[Stored entries]
——————————
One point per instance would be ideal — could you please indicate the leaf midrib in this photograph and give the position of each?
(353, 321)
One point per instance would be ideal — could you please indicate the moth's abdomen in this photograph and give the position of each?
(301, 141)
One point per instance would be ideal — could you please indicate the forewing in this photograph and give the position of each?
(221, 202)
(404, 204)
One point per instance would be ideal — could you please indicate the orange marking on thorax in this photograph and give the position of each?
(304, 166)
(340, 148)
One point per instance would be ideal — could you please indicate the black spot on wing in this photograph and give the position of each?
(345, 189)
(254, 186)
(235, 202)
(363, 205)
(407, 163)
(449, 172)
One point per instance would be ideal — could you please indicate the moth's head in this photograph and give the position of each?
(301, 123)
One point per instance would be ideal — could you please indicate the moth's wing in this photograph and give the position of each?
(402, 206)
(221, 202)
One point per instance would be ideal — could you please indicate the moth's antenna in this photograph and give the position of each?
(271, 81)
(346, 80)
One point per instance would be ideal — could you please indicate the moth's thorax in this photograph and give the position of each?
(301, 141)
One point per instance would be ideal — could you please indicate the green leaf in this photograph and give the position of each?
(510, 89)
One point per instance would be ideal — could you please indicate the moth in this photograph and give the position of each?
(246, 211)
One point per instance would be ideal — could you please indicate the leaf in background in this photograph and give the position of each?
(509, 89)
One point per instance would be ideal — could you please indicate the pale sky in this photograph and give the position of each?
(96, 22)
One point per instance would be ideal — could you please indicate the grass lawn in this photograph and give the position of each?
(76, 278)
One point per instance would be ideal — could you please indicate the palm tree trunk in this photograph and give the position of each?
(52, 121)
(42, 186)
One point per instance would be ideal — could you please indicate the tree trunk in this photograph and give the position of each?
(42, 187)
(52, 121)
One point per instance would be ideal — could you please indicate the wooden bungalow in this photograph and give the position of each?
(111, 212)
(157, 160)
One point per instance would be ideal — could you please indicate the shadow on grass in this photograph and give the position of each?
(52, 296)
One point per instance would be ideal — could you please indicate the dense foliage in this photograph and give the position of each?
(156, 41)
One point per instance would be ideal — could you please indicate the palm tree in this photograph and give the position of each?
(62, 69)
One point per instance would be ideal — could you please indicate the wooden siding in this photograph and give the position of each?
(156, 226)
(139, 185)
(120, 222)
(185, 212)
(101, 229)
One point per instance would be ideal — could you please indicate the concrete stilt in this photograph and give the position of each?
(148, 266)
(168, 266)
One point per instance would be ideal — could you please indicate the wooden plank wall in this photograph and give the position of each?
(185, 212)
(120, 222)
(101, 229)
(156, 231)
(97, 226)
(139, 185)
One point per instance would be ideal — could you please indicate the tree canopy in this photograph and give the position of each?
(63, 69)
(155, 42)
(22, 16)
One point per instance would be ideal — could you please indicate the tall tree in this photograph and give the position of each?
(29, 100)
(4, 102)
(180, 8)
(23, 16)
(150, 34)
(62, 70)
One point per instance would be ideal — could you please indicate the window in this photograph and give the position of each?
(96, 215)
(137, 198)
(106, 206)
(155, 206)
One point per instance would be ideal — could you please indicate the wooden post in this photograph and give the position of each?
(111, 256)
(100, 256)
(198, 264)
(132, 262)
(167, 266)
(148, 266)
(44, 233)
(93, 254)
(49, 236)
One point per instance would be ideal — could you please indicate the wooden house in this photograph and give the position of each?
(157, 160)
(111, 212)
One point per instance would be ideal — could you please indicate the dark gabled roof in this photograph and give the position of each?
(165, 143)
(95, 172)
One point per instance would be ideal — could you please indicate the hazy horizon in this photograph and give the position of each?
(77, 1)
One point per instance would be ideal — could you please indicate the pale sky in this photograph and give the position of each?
——————————
**TO BE DONE**
Go through the data and return every record exactly.

**WRITTEN RESPONSE**
One point per instance would be ideal — could you please indicate the leaf midrib in this photograph and give the position of each?
(353, 321)
One point per instance would be ideal — could you please indicate the moth's abdomen in this photograph and give the position of each?
(301, 141)
One point per instance would be ideal — could you please indicate the forewing in this photograph and give the position of each?
(221, 202)
(404, 204)
One point per instance would be ideal — could you please indicate the orange marking on thorax in this photograph and give the position of each?
(304, 166)
(340, 148)
One point per instance would be ideal — could you please indicate the black spot on wing in this photograph and give the position of each?
(345, 189)
(254, 186)
(235, 202)
(363, 205)
(407, 163)
(449, 172)
One point per instance would be ideal — could you please indicate the moth's head in this photograph and give the position of each?
(301, 123)
One point per instance would be ideal — could you please indicate the moth's wing in this photograph and give the position of each?
(402, 206)
(221, 202)
One point per instance would be ideal — could you please indicate the moth's antenna in this photograph and give the position of each?
(271, 81)
(346, 80)
One point per instance would be ideal — could you please indicate the moth's thorax in this photograph and give the position of each?
(301, 141)
One point per instance would be ideal — could you please indicate the green leaf in this photograph and give the position of each?
(510, 89)
One point per instance would be ideal — could you please indicate the moth in this photograph and give the position of each?
(246, 211)
One point per instance would be ideal — could you please indicate the leaf in background in this photograph and give the position of each?
(509, 89)
One point per instance would be ideal — could you please indicate the pale sky in this photograph and give the position of each?
(96, 22)
One point per instance would be ideal — could you please indicate the grass lawn in this photograph and give the position of each?
(76, 278)
One point per instance would be ideal — could you please indicate the palm tree trunk in this photograph and give the position of each?
(52, 121)
(42, 186)
One point per instance would be ideal — could you please indicate the tree trunk in this photograph and give the position of each?
(42, 187)
(52, 121)
One point per instance would be ideal — could you please indicate the wooden bungalow in this photograph and give the position of each?
(111, 212)
(157, 160)
One point per instance would be ideal — could you please indicate the shadow on grass in this photograph and give the position of each?
(52, 296)
One point per instance would be ideal — could you please indicate the dense foliage in this photograph and give the position of each?
(156, 41)
One point per instance would be ideal — could you please indicate the palm tree in this photograph and give the position of each?
(62, 69)
One point per instance would be ideal — could you please indicate the wooden siding in this photograph and give the position of each?
(156, 226)
(139, 185)
(120, 222)
(185, 212)
(101, 229)
One point per instance would be ideal — could you please indicate the concrete stilt in this photograph and give the position of each?
(148, 266)
(168, 266)
One point per instance would be ideal — could you please indicate the wooden plank wall in this photograph and give the position of each?
(185, 212)
(120, 222)
(101, 229)
(156, 231)
(97, 226)
(139, 185)
One point per instance would be ideal — could you please indicate the tree canopy in this photograph and give the position of each?
(63, 69)
(155, 42)
(22, 16)
One point per instance would be ideal — could you please indicate the tall tree in this photograph and give the position of each?
(29, 100)
(4, 102)
(180, 8)
(23, 16)
(150, 34)
(62, 70)
One point per instance would be ideal — could you please indicate the window in this photograph and give the position of each?
(96, 215)
(137, 198)
(106, 206)
(155, 206)
One point per instance would be ideal — could you please indicate the wooden post in this photograph and give the position of each?
(111, 256)
(100, 256)
(198, 264)
(132, 262)
(167, 266)
(148, 266)
(44, 233)
(93, 254)
(49, 236)
One point per instance would be ideal — could you please indicate the wooden house in this photograph and give the position of each?
(157, 160)
(111, 212)
One point per instance would be ideal — could you please indicate the dark gabled roof in this photograph and give the position of each?
(165, 143)
(95, 172)
One point per instance would be ideal — could you please indicate the hazy horizon in this photograph and give the position of each?
(77, 1)
One point per instance would be ideal — could you please indicate the pale sky in this photograph and give the position of each?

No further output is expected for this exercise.